Some lines in the listing below may include the string "shirt". How many are there? Give only the number.

━━━━━━━━━━━━━━━━━━━━

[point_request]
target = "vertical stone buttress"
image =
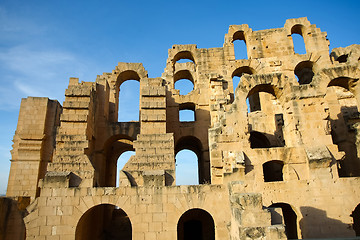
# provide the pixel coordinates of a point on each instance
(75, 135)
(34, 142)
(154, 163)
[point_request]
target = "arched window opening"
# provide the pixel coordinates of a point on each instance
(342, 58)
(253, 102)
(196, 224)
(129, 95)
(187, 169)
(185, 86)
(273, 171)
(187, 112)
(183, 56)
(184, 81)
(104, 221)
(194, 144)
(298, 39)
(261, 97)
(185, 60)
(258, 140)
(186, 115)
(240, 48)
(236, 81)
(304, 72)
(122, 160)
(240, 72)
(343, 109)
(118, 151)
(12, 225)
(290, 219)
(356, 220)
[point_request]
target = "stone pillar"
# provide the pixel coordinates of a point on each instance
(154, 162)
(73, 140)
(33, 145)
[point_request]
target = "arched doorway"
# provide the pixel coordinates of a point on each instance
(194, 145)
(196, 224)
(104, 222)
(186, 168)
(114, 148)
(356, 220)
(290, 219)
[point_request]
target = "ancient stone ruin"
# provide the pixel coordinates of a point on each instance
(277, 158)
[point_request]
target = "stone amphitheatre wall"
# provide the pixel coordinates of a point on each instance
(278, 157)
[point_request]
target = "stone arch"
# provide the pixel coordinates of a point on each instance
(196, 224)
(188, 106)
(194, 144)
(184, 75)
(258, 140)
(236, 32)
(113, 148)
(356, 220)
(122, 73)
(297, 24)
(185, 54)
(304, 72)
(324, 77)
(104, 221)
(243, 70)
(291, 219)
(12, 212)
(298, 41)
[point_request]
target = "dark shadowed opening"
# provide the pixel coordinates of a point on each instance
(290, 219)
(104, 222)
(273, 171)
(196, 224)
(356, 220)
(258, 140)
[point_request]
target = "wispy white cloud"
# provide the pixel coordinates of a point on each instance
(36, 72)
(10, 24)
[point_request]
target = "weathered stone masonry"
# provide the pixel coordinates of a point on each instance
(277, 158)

━━━━━━━━━━━━━━━━━━━━

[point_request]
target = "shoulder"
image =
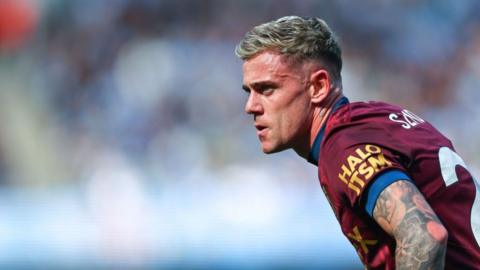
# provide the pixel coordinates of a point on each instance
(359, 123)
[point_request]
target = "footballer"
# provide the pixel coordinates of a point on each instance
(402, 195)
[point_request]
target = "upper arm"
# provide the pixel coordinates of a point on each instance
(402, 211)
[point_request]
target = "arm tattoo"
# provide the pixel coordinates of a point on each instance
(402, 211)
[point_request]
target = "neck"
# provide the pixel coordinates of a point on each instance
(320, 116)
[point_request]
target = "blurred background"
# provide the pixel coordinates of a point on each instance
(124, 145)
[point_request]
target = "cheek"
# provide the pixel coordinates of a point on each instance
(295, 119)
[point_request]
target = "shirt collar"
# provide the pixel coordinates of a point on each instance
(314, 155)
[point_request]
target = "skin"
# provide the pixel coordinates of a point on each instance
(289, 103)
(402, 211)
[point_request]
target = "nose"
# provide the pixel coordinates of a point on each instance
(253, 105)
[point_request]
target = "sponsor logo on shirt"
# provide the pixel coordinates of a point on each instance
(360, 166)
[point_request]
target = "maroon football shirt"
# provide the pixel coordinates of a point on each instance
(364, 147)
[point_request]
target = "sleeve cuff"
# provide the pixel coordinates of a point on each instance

━━━━━━━━━━━━━━━━━━━━

• Result of the task: 3